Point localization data
-- Opening Marker --

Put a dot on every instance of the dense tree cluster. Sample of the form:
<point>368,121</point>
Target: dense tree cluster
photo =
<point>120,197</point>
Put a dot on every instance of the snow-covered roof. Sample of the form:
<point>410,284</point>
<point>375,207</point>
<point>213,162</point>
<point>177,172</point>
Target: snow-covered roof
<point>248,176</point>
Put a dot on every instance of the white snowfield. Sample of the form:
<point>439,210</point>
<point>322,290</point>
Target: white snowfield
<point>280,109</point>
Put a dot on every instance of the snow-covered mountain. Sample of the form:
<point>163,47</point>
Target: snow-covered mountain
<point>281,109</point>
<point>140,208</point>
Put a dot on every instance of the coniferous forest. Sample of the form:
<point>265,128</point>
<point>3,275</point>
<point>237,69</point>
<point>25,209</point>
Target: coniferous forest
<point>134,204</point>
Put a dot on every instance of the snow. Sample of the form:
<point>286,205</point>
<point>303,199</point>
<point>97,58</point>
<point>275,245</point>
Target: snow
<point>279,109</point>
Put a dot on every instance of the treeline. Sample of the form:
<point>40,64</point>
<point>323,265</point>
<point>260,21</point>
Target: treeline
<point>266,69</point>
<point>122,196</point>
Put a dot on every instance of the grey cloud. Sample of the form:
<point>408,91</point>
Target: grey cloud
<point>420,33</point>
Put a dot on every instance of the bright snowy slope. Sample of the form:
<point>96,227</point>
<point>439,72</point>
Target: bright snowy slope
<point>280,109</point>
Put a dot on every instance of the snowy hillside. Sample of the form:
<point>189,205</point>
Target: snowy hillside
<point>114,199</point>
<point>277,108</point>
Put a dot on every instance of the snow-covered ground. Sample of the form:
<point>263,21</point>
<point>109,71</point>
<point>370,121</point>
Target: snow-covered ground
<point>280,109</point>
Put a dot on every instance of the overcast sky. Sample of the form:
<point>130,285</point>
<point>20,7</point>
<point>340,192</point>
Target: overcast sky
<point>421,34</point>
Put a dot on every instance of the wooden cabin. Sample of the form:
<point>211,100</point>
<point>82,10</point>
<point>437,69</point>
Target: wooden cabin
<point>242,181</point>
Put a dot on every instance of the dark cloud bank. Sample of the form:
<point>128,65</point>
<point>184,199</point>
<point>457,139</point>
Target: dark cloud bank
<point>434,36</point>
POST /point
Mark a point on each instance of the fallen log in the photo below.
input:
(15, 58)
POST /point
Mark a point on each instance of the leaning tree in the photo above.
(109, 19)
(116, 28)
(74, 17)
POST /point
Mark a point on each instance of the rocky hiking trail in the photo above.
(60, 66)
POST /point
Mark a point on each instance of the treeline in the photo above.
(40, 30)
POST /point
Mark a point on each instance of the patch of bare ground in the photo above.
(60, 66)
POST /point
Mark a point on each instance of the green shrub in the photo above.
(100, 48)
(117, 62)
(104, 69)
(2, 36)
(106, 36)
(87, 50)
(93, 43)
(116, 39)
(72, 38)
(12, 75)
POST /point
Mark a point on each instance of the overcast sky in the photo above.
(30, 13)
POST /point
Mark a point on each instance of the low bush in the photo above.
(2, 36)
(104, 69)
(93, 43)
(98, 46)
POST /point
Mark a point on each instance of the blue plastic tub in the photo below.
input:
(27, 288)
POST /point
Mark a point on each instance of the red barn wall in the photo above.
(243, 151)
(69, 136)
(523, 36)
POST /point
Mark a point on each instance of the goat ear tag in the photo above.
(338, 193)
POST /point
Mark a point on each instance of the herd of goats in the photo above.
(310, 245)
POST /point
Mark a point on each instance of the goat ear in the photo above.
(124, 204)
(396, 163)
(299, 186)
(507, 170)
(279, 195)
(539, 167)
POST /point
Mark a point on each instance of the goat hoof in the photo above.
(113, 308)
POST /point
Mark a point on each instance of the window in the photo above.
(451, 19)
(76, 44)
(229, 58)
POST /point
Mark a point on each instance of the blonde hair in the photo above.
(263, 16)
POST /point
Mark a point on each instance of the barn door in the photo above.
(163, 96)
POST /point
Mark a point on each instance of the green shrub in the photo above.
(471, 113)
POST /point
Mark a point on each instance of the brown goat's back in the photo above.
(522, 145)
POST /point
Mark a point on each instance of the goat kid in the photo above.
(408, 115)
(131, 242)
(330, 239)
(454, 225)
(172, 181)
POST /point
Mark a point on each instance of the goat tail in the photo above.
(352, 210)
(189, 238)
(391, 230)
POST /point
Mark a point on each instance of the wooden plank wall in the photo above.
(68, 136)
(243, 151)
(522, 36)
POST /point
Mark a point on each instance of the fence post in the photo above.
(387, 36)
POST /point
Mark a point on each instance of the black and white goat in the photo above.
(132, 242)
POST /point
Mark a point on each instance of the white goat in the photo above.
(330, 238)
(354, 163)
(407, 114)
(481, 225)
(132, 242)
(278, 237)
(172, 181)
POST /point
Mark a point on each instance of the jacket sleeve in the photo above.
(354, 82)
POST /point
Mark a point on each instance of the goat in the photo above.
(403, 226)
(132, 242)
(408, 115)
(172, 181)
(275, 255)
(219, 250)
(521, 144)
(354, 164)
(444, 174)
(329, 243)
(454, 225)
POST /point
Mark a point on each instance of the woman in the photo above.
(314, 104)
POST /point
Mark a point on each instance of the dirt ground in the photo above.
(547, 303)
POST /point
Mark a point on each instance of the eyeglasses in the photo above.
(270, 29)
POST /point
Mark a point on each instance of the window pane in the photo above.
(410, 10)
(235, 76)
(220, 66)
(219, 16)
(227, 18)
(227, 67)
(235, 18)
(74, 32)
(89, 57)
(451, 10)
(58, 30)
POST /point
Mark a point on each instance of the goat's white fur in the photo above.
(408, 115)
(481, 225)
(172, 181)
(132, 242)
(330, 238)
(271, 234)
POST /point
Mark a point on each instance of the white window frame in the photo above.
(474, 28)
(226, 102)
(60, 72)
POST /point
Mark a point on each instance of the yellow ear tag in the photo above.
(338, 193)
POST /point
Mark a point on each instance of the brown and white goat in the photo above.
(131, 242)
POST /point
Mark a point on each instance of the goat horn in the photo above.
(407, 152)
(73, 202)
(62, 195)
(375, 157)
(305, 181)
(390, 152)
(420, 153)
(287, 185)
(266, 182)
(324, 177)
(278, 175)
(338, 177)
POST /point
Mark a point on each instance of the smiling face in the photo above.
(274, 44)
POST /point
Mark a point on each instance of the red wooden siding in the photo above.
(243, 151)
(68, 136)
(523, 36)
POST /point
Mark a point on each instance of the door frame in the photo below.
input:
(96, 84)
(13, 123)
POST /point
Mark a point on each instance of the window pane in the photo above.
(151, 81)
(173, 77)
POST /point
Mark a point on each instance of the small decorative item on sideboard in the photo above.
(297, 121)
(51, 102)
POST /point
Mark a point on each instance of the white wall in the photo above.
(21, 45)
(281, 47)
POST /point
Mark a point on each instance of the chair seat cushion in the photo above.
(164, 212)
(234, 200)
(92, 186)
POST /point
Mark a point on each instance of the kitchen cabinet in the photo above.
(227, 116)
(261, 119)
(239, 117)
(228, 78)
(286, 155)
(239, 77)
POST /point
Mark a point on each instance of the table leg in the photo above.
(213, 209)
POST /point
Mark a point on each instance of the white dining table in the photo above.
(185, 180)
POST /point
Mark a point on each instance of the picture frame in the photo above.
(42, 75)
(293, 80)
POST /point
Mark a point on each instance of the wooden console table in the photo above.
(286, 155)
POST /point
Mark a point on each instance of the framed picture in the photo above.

-- Closing Marker --

- Task description
All of the data needs to be repeated exactly.

- Response to the exercise
Put a dot on every instance of the dense tree cluster. Sample of the form:
<point>368,121</point>
Target: dense tree cluster
photo =
<point>120,197</point>
Put a dot on every instance of the snow-covered roof. Sample of the form:
<point>410,284</point>
<point>375,207</point>
<point>213,162</point>
<point>177,172</point>
Target: snow-covered roof
<point>248,176</point>
Put a dot on every instance of the white snowfield. Sample of the form:
<point>439,210</point>
<point>322,290</point>
Target: white snowfield
<point>280,109</point>
Put a dot on every instance of the snow-covered mountain. Sample of the form:
<point>163,47</point>
Target: snow-covered mountain
<point>281,109</point>
<point>140,208</point>
Put a dot on every instance of the coniferous forest. Sample of the form:
<point>265,128</point>
<point>3,275</point>
<point>237,69</point>
<point>25,209</point>
Target: coniferous forest
<point>134,204</point>
Put a dot on every instance of the snow. Sample of the form:
<point>286,205</point>
<point>303,199</point>
<point>97,58</point>
<point>275,245</point>
Target: snow
<point>279,109</point>
Put a dot on every instance of the treeline. Sample of the form:
<point>40,64</point>
<point>323,265</point>
<point>260,21</point>
Target: treeline
<point>266,69</point>
<point>122,196</point>
Put a dot on every instance of the grey cloud. Sample of the form:
<point>408,91</point>
Target: grey cloud
<point>420,33</point>
Put a dot on every instance of the bright snowy slope. Sample of the form:
<point>96,227</point>
<point>439,72</point>
Target: bright snowy slope
<point>280,109</point>
Put a dot on every instance of the snowy hillside. Sample of the form:
<point>189,205</point>
Target: snowy hillside
<point>114,199</point>
<point>277,108</point>
Put a dot on every instance of the snow-covered ground. Sample of the form:
<point>263,21</point>
<point>109,71</point>
<point>370,121</point>
Target: snow-covered ground
<point>280,109</point>
Put a dot on every instance of the overcast sky. Sample of the form:
<point>130,285</point>
<point>20,7</point>
<point>340,192</point>
Target: overcast sky
<point>421,34</point>
Put a dot on every instance of the wooden cabin. Sample of the form:
<point>211,100</point>
<point>82,10</point>
<point>437,69</point>
Target: wooden cabin
<point>242,181</point>
Put a dot on every instance of the dark cloud bank. Sample of the form:
<point>128,65</point>
<point>184,199</point>
<point>457,139</point>
Target: dark cloud bank
<point>434,36</point>
POST /point
Mark a point on each instance of the fallen log in the photo below.
input:
(15, 58)
POST /point
Mark a point on each instance of the leaning tree in the photo above.
(109, 19)
(116, 28)
(74, 17)
POST /point
Mark a point on each instance of the rocky hiking trail in the photo above.
(60, 66)
POST /point
Mark a point on each instance of the treeline in the photo above.
(40, 30)
POST /point
Mark a point on each instance of the patch of bare ground in the photo above.
(60, 66)
POST /point
Mark a point on each instance of the green shrub in the photo above.
(100, 48)
(117, 62)
(104, 69)
(2, 36)
(106, 36)
(87, 50)
(93, 43)
(116, 39)
(72, 38)
(12, 75)
POST /point
Mark a point on each instance of the overcast sky in the photo above.
(30, 13)
POST /point
Mark a point on each instance of the low bush in the photo above.
(2, 36)
(104, 69)
(93, 43)
(98, 46)
POST /point
Mark a point on each instance of the blue plastic tub in the photo below.
input:
(27, 288)
POST /point
Mark a point on each instance of the red barn wall in the photo above.
(243, 151)
(69, 136)
(523, 36)
POST /point
Mark a point on each instance of the goat ear tag in the photo above.
(338, 193)
POST /point
Mark a point on each instance of the herd of goats in the photo above.
(310, 245)
POST /point
Mark a point on each instance of the goat ear in the photo above.
(124, 204)
(396, 163)
(299, 186)
(507, 170)
(279, 195)
(539, 167)
POST /point
Mark a point on each instance of the goat hoof in the photo above.
(113, 308)
POST /point
Mark a point on each instance of the window in the photo above.
(451, 19)
(76, 44)
(229, 58)
POST /point
Mark a point on each instance of the blonde hair in the photo above.
(263, 16)
POST /point
Mark a point on each instance of the barn door in the photo above.
(163, 96)
POST /point
Mark a point on each instance of the green shrub in the photo above.
(471, 113)
POST /point
Mark a point on each instance of the brown goat's back in the photo above.
(522, 145)
POST /point
Mark a point on each instance of the goat kid in the photo above.
(408, 115)
(131, 242)
(330, 239)
(454, 225)
(172, 181)
POST /point
Mark a point on each instance of the goat tail in the photo above.
(352, 210)
(189, 238)
(391, 230)
POST /point
Mark a point on each instance of the wooden plank wall in the photo above.
(68, 136)
(243, 151)
(522, 36)
POST /point
Mark a point on each instance of the fence post in the photo above.
(387, 36)
POST /point
Mark a point on each instance of the black and white goat in the photo above.
(132, 242)
POST /point
Mark a point on each instance of the white goat in the photo above.
(330, 238)
(354, 163)
(407, 114)
(481, 225)
(132, 242)
(278, 237)
(172, 181)
POST /point
Mark a point on each instance of the jacket sleeve in the photo above.
(354, 82)
POST /point
Mark a point on each instance of the goat in the photo above.
(403, 226)
(132, 242)
(408, 115)
(172, 181)
(275, 255)
(219, 250)
(521, 144)
(354, 164)
(444, 174)
(329, 243)
(454, 225)
POST /point
Mark a point on each instance of the woman in the photo above.
(314, 104)
POST /point
Mark a point on each instance of the dirt ground in the photo above.
(547, 303)
POST /point
Mark a point on each instance of the eyeglasses in the photo above.
(270, 29)
POST /point
Mark a point on each instance of the window pane in the photo above.
(410, 10)
(235, 76)
(220, 66)
(219, 16)
(227, 18)
(227, 67)
(235, 18)
(74, 32)
(89, 57)
(451, 10)
(58, 30)
POST /point
Mark a point on each instance of the goat's white fur in the photo above.
(408, 115)
(481, 225)
(172, 181)
(132, 242)
(330, 238)
(271, 234)
POST /point
Mark a point on each instance of the white window frame in the photo above.
(474, 28)
(226, 102)
(60, 72)
POST /point
Mark a point on each instance of the yellow ear tag in the photo above.
(338, 193)
POST /point
Mark a point on each instance of the brown and white goat in the photo above.
(131, 242)
POST /point
Mark a point on each instance of the goat horn in the photo above.
(407, 152)
(73, 202)
(62, 195)
(375, 157)
(305, 181)
(390, 152)
(420, 153)
(287, 185)
(266, 182)
(324, 177)
(278, 175)
(338, 177)
POST /point
Mark a point on each instance of the smiling face in the photo above.
(274, 44)
POST /point
Mark a point on each instance of the red wooden siding in the photo above.
(243, 151)
(68, 136)
(523, 36)
POST /point
Mark a point on each instance of the door frame in the photo below.
input:
(96, 84)
(13, 123)
POST /point
Mark a point on each instance of the window pane in the photo above.
(151, 81)
(173, 77)
POST /point
Mark a point on each instance of the small decorative item on sideboard in the photo above.
(297, 121)
(51, 102)
POST /point
Mark a point on each instance of the white wall in the photo above.
(21, 45)
(281, 47)
POST /point
Mark a point on each instance of the chair seat cushion in the photo above.
(164, 212)
(234, 200)
(92, 186)
POST /point
Mark a point on each instance of the kitchen cabinet in the photo above.
(227, 116)
(261, 119)
(239, 117)
(228, 78)
(286, 155)
(239, 77)
POST /point
Mark a point on each instance of the table leg in the photo above.
(213, 209)
POST /point
Mark a point on each instance of the white dining table in the photo above.
(185, 180)
POST /point
Mark a point on each instance of the picture frame in the photo above.
(42, 75)
(293, 80)
POST /point
Mark a point on each instance of the wooden console table in the photo above.
(286, 155)
POST /point
Mark a point on each instance of the framed picture in the photo above.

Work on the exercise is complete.